§ Task directions:
Copy the text below about the Associated Gospel Churches word for word, in full.

[START Page text]

The Associated Gospel Churches, commonly known as AGC, is a Canadian evangelical Christian denomination. It is affiliated with the Evangelical Fellowship of Canada. The national headquarters are located in Burlington, Ontario, Canada.

History 
The Associated Gospel Churches can trace its origins to the 1890s, when the AGC began a group of independent churches, in Ontario, Canada, that was joined together by a charter under the leadership of Dr. P. W. Philpott. In 1922, the group was named the Christian Workers' Church of Canada. To differentiate itself from similarly named, but theological differing groups, the denomination was renamed Associated Gospel Churches in 1925. It was federally incorporated March 18, 1925.

The AGC began its first expansion outside of Ontario in 1940, when a group of churches based in Western Canada sought to affiliate themselves with AGC. This group of churches eventually became what is now known as AGC West Region.

[END Page text]
[START Data lines]

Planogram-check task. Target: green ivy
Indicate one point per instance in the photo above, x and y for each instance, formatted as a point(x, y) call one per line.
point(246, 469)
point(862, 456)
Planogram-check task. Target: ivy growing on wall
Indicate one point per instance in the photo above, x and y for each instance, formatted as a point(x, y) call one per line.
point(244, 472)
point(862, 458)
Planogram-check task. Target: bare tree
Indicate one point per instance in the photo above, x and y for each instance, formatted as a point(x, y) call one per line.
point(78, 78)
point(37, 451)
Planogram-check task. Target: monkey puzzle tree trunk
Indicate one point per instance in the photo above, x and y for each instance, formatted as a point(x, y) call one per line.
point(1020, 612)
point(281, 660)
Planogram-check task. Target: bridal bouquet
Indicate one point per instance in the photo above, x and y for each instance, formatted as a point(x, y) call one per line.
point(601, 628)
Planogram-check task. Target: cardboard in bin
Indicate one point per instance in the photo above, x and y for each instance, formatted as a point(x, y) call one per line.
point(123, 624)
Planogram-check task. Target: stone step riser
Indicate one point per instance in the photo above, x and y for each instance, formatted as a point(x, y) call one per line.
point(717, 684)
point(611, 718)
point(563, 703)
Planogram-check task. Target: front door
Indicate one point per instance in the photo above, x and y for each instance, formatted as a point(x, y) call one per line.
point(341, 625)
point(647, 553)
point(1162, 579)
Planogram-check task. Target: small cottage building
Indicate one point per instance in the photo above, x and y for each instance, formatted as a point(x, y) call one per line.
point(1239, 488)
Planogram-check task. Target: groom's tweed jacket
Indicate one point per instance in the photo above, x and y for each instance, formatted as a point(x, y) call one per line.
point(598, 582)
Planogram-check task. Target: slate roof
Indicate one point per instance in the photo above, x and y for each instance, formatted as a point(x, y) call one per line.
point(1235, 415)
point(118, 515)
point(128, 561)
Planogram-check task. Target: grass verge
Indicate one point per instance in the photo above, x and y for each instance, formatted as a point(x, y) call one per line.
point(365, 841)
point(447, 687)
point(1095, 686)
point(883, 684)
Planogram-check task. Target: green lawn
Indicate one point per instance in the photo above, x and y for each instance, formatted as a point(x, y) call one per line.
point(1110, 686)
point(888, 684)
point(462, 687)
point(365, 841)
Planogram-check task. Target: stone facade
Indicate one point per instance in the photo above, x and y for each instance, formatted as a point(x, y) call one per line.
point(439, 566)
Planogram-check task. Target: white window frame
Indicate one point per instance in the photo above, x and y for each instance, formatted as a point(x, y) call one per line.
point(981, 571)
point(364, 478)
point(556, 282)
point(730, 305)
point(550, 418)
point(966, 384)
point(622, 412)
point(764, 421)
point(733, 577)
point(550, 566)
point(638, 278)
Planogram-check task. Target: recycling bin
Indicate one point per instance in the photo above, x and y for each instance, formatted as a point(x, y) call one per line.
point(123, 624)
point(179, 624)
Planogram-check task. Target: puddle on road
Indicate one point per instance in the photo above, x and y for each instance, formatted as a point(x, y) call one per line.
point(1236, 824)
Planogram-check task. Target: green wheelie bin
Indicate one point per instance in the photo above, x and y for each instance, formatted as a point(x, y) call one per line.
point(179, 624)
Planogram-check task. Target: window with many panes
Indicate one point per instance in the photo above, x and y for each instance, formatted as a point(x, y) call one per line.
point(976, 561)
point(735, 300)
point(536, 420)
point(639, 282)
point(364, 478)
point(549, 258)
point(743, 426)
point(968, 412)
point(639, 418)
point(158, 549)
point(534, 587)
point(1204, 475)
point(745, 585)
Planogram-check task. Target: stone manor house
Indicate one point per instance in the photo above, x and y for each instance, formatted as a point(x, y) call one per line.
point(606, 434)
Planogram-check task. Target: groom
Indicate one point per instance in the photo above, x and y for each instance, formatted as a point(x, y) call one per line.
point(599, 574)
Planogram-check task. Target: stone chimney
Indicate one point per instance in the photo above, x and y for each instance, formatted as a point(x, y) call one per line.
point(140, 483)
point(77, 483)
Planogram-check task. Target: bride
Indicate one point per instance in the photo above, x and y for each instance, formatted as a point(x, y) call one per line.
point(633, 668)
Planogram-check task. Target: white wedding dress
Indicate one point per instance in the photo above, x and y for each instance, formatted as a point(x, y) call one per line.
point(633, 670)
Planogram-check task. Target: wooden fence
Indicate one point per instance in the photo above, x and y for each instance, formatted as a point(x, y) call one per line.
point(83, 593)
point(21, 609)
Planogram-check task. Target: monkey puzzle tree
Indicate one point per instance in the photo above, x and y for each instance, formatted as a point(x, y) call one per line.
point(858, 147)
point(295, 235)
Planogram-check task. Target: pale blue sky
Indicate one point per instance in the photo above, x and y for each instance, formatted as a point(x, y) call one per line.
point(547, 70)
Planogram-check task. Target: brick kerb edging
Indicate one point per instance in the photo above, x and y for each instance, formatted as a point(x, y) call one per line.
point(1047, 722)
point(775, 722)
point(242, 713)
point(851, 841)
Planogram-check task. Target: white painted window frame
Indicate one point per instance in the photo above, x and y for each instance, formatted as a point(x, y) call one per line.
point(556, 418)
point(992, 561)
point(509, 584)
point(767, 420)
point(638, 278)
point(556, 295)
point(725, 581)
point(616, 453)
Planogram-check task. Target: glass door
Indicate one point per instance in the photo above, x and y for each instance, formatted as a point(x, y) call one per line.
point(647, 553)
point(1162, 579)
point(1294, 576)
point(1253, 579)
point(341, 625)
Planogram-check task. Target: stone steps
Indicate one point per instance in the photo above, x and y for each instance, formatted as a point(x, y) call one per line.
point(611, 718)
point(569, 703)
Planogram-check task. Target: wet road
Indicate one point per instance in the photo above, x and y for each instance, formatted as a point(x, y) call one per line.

[END Data lines]

§ The result:
The Associated Gospel Churches, commonly known as AGC, is a Canadian evangelical Christian denomination. It is affiliated with the Evangelical Fellowship of Canada. The national headquarters are located in Burlington, Ontario, Canada.

History 
The Associated Gospel Churches can trace its origins to the 1890s, when the AGC began a group of independent churches, in Ontario, Canada, that was joined together by a charter under the leadership of Dr. P. W. Philpott. In 1922, the group was named the Christian Workers' Church of Canada. To differentiate itself from similarly named, but theological differing groups, the denomination was renamed Associated Gospel Churches in 1925. It was federally incorporated March 18, 1925.

The AGC began its first expansion outside of Ontario in 1940, when a group of churches based in Western Canada sought to affiliate themselves with AGC. This group of churches eventually became what is now known as AGC West Region.